Stored entries:
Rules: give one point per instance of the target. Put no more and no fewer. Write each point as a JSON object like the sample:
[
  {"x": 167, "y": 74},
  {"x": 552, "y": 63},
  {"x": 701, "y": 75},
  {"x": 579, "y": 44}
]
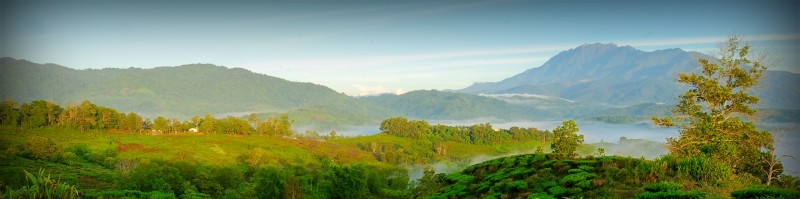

• **EXERCISE DESCRIPTION**
Every line of the data should be transcribed exactly. Omit the images.

• **OUTPUT BELOW**
Rules: give one point per instance of the target. Put no more and no fewer. Write each point as a JSON object like the sample:
[
  {"x": 167, "y": 74},
  {"x": 552, "y": 63},
  {"x": 701, "y": 75},
  {"x": 579, "y": 44}
]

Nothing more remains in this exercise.